The answer is to consist only of an exact retyping of the lines from the one containing "Need: one point" to the end of the entries, without pictures.

**********

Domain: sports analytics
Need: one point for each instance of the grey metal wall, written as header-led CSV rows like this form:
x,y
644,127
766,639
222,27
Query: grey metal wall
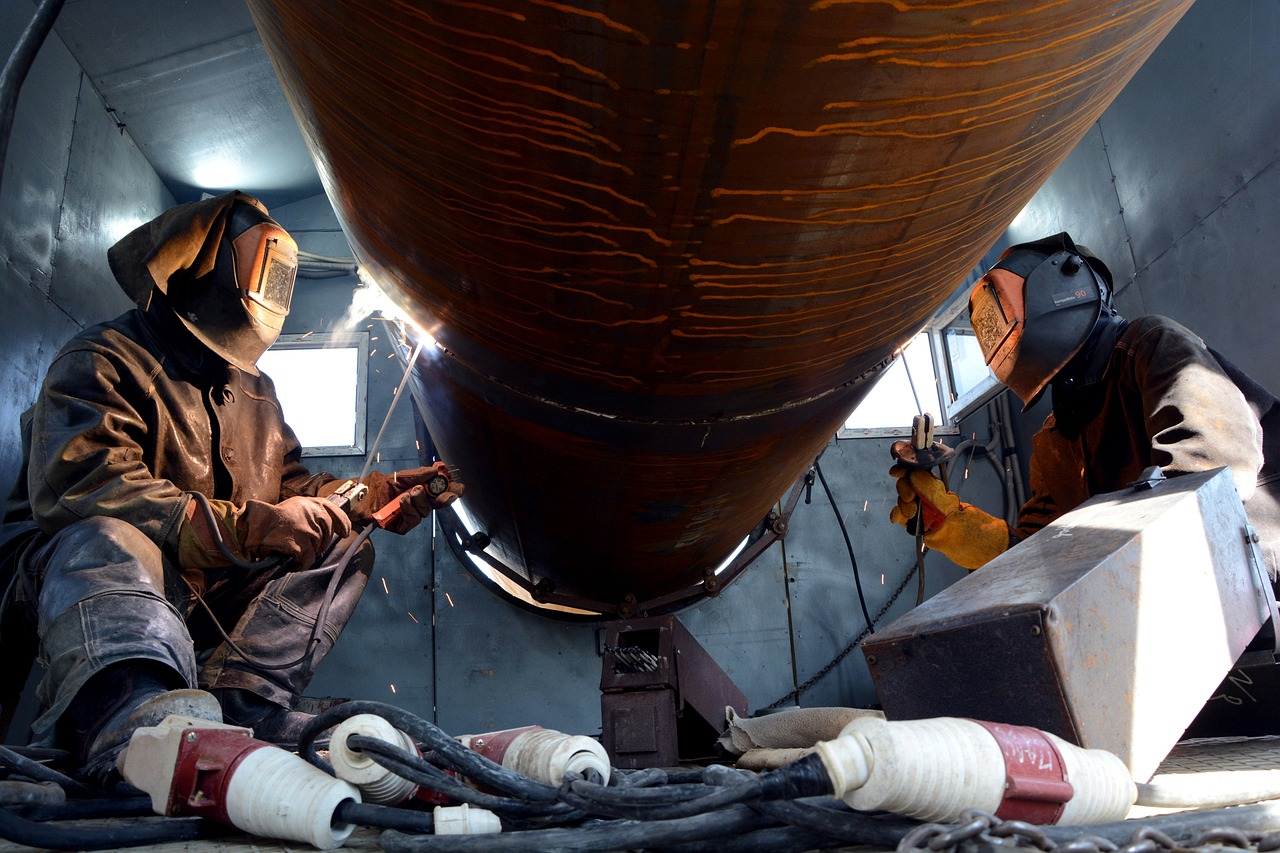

**********

FINISHED TASK -
Need: one point for each instance of the grey metal wall, written as header-led CSV rows like this form:
x,y
644,127
766,639
222,27
Query: grey metal wall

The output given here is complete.